• DIRECTIONS FOR THIS TASK
Can you put every row below into a two-column CSV with the headers text and answer, one line per row, the row's text in the first field and its answer in the second, each field in quotes with any line breaks inside it replaced by spaces?
Begin SUPPLIED MATERIAL
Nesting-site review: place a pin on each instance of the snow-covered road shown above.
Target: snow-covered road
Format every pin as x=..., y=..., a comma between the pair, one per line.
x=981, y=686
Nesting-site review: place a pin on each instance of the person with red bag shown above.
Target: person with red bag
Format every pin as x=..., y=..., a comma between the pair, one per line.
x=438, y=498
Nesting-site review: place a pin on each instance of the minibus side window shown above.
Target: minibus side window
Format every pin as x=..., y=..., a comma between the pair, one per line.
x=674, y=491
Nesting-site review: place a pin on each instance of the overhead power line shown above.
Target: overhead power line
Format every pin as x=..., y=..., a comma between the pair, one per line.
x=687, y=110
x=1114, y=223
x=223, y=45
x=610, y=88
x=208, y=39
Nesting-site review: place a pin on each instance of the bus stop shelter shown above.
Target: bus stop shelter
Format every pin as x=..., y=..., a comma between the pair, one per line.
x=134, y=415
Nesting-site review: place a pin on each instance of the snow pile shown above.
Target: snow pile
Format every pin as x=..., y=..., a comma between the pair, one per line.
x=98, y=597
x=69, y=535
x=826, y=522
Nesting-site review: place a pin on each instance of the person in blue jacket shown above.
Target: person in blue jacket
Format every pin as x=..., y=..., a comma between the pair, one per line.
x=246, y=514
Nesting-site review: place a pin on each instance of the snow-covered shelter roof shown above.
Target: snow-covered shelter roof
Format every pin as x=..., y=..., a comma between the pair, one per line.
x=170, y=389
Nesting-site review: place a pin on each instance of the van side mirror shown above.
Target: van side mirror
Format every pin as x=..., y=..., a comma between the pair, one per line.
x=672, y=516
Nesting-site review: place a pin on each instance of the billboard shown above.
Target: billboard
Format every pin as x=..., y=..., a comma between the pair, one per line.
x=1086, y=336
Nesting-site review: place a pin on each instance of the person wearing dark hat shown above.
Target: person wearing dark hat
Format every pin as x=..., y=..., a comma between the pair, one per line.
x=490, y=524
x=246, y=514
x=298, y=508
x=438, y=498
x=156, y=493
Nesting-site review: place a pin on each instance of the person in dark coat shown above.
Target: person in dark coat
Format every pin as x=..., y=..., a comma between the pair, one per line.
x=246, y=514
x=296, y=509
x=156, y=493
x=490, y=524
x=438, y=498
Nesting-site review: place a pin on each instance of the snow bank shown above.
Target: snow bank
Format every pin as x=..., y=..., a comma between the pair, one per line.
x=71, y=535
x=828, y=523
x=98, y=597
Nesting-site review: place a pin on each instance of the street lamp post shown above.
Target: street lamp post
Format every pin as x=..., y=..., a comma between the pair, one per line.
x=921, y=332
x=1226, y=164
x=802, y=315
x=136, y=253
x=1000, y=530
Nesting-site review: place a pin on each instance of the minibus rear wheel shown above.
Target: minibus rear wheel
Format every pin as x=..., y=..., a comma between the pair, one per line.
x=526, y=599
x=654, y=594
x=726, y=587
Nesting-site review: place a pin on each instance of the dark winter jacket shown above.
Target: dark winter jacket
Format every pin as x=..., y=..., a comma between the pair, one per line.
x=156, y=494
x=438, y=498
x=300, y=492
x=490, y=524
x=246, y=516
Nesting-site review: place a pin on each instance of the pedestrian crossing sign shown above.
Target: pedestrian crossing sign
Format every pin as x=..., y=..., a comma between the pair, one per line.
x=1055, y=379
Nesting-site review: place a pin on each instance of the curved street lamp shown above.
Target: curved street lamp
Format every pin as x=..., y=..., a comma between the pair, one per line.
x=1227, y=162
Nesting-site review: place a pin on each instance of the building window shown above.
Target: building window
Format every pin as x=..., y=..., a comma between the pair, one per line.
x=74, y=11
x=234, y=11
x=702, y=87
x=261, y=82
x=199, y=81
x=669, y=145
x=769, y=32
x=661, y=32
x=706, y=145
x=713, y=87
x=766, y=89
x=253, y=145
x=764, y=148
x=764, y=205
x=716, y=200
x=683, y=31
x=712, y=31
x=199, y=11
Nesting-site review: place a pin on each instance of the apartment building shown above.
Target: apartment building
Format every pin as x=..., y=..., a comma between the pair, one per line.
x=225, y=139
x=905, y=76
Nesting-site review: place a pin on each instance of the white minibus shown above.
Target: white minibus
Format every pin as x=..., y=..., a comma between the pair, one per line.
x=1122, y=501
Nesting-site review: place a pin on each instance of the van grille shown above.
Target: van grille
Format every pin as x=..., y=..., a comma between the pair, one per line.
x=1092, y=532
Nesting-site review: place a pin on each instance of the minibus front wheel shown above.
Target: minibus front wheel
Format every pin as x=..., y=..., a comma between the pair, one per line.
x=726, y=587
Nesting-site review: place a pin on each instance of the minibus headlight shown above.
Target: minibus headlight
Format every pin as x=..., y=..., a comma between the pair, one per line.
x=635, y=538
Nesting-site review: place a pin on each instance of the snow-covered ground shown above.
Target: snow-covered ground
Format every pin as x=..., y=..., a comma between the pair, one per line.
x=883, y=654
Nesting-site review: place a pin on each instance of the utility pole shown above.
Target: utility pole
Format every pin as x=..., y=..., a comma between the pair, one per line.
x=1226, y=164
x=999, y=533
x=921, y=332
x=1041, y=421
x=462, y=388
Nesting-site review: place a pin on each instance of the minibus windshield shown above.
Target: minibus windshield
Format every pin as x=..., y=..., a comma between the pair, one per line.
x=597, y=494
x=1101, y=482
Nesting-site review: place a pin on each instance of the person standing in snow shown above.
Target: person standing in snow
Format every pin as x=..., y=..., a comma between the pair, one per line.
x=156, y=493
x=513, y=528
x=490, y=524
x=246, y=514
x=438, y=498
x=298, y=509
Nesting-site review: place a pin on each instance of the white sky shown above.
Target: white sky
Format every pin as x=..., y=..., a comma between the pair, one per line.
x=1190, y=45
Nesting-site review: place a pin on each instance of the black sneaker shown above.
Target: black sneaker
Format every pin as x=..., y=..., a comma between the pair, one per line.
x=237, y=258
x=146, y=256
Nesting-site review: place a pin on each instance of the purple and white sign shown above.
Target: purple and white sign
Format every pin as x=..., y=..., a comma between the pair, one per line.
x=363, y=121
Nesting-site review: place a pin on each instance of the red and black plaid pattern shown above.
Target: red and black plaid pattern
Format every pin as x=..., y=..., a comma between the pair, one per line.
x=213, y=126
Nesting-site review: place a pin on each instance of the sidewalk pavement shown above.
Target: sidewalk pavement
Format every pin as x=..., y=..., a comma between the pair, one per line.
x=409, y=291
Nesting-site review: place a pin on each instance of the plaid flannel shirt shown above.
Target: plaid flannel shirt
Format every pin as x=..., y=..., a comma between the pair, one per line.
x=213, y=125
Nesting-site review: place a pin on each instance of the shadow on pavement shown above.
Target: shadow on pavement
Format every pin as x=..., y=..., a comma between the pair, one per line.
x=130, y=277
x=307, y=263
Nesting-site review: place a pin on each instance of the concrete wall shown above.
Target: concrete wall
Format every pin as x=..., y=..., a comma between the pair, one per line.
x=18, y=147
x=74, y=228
End SUPPLIED MATERIAL
• REPLY TO THE EXERCISE
text,answer
"Nesting-site review: place a pin on each instance of the snow-covered road shown above. Target: snow-covered road Format every pin as x=..., y=..., a comma between the pair, one per line.","x=981, y=686"
"Nesting-site review: place a pin on each instance of the person with red bag shown above. Target: person with red bag Format every pin as x=..., y=..., a comma between the pair, one per line.","x=438, y=498"
"Nesting-site review: place a pin on each instance of the minibus side window shown above. Target: minibus side window Format every pin as x=..., y=..., a comma between the pair, one per line.","x=674, y=491"
"Nesting-site review: place a pin on each instance of the overhead power line shown above. Target: overhead power line Format every pin as x=..., y=..., a comma between the pair, one per line.","x=687, y=110 x=1114, y=223 x=223, y=45 x=610, y=88 x=208, y=39"
"Nesting-site review: place a pin on each instance of the bus stop shelter shown above. Target: bus stop shelter Format every pin as x=..., y=..., a comma between the pair, one per line.","x=134, y=415"
"Nesting-site review: place a pin on each instance of the snow pile shown above. Target: snow pile Format every pin as x=..., y=..., a comma between the pair, one per line.","x=98, y=597 x=69, y=535 x=826, y=522"
"Nesting-site review: place a pin on each instance of the person in blue jacket shown above. Target: person in blue jacket Format every pin as x=..., y=..., a comma between the pair, one per line.","x=246, y=514"
"Nesting-site review: place a pin on each instance of the snow-covered shelter roof shown above. Target: snow-covered shelter roof Format every pin as x=..., y=..., a comma between the pair, one per line.","x=170, y=389"
"Nesting-site review: place a pin on each instance of the van side mirror shown above. Target: van side mirror Format every pin as x=..., y=..., a comma between the pair, one per line.","x=672, y=516"
"Nesting-site review: place a pin on each instance of the billboard shown above. Target: billboard Format every pin as x=..., y=..., a comma between the pair, one per line.","x=1086, y=336"
"Nesting-site review: place a pin on each instance of the person wearing dark hat shown above. Target: person wearing dark hat Format every pin as x=..., y=..., a comma between the pair, one per line.","x=490, y=524 x=246, y=514 x=298, y=508 x=438, y=498 x=156, y=493"
"Nesting-site review: place a pin on each instance of the person in dark coat shown above. Target: person in dark coat Format every pin as x=..., y=..., a comma between the pair, one per line.","x=246, y=514 x=296, y=509 x=156, y=493 x=490, y=524 x=438, y=498"
"Nesting-site review: place a pin on each instance of the snow bank shown above. Target: snow bank Format every pin as x=..., y=..., a comma between the pair, one per line.","x=71, y=535 x=828, y=523 x=98, y=597"
"Nesting-site review: place a pin on each instance of the street lamp post shown above. Target: street lamp post Format every pin as x=..., y=..., a comma between the pair, one per line.","x=921, y=332 x=1226, y=164 x=802, y=315 x=136, y=253 x=1000, y=530"
"Nesting-site review: place a pin on each instance of the minibus rear wheel shown above. Target: minibus rear wheel Format every pin as x=..., y=..., a comma between the pair, one per line.","x=526, y=599 x=654, y=594 x=726, y=587"
"Nesting-site review: place a pin on each instance of the dark winter jacket shown above. Target: dark winter jacket Format every pin as x=..., y=..., a comma between the pair, one per line.","x=156, y=494 x=438, y=498 x=300, y=492 x=490, y=524 x=246, y=516"
"Nesting-site review: place a pin on each instance of the pedestrian crossing sign shown above. Target: pedestrian crossing sign Format every pin as x=..., y=..., a comma between the pair, one per line.","x=1055, y=379"
"Nesting-site review: place a pin on each instance of the curved street lamp shown above. Target: curved street lamp Format every pin as x=..., y=..., a comma between the pair, one per line.","x=1227, y=162"
"Nesting-site review: place a pin on each instance of the building window shown above. Target: building window Format every pin as x=..., y=..., a comma between the pair, one per line.","x=74, y=11 x=234, y=11 x=702, y=87 x=261, y=82 x=199, y=81 x=669, y=145 x=769, y=32 x=661, y=32 x=706, y=145 x=713, y=87 x=766, y=89 x=253, y=145 x=764, y=148 x=764, y=205 x=716, y=200 x=683, y=31 x=712, y=31 x=199, y=11"
"Nesting-site review: place a pin on each instance of the apartment building shown above. Target: apartment building Format every pin as x=..., y=..., a comma between the pair, one per line.","x=225, y=139 x=905, y=76"
"Nesting-site review: place a pin on each instance of the white minibus shown above. Target: white minibus Format every pin as x=..., y=..., a comma between the pair, one per line.","x=1122, y=501"
"Nesting-site review: place a pin on each instance of the van grille shown above. Target: van grille Format every pin as x=..., y=..., a comma between the pair, one per line.","x=1092, y=532"
"Nesting-site review: place a pin on each instance of the minibus front wheel shown above. Target: minibus front wheel Format every pin as x=..., y=..., a comma between the pair, one per line.","x=726, y=587"
"Nesting-site review: place a pin on each instance of the minibus headlight shown above. Target: minibus headlight Format every pin as x=..., y=..., a comma between the pair, one per line.","x=635, y=538"
"Nesting-site review: place a pin on each instance of the snow-covered ground shown above. Target: snow-covered ground Format every pin as x=..., y=..., a comma between the pair, one per line.","x=883, y=654"
"Nesting-site review: place a pin on each instance of the utility pole shown above. Target: utility pole Format every pin as x=..., y=..., a comma between the pair, one per line.","x=1226, y=164 x=999, y=533 x=921, y=332 x=1041, y=421 x=462, y=388"
"Nesting-site review: place a pin on each instance of the minibus windshield shown above. Target: minibus windshield Format every pin as x=..., y=..., a comma between the pair, one per line.","x=597, y=494 x=1101, y=482"
"Nesting-site review: place a pin on each instance of the person standing in snow shown above. Target: person standing in snow Format every pin as x=..., y=..., a comma between the pair, one per line.","x=156, y=493 x=513, y=528 x=490, y=524 x=246, y=514 x=438, y=498 x=298, y=509"
"Nesting-site review: place a pin on each instance of the white sky shown above. Target: white sky Format every pin as x=..., y=..., a comma between the pair, one per line.","x=1190, y=45"
"Nesting-site review: place a pin on each instance of the black sneaker shown above. Target: black sneaker Format every pin as x=..., y=..., a comma between the pair, one per line.","x=237, y=258 x=146, y=256"
"Nesting-site review: place a pin on each instance of the purple and white sign shown above. Target: purple and white sign Format every pin as x=..., y=..., a comma between the pair, one per line.","x=363, y=121"
"Nesting-site review: place a pin on each instance of the red and black plaid pattern shown above. Target: red and black plaid pattern Format every pin as x=..., y=..., a comma between the pair, one per line.","x=213, y=126"
"Nesting-site review: place a pin on each instance of the sidewalk pavement shown above. Target: sidewalk pavement Format every pin as x=..., y=..., a comma between the pair, one per line.","x=409, y=291"
"Nesting-site review: place a pin on each instance of the plaid flannel shirt shown above. Target: plaid flannel shirt Format every pin as x=..., y=..., a comma between the pair, one per line.","x=213, y=125"
"Nesting-site review: place a pin on each instance of the shadow on pavement shown above. Target: shadow on pavement Format every pin as x=..., y=..., a comma between the pair, one per line.","x=130, y=277 x=307, y=263"
"Nesting-site review: place a pin on each instance of the concrete wall shown above. Target: concrete wall Format every pin as x=..., y=..., a comma between the pair, one per line.","x=18, y=147 x=74, y=228"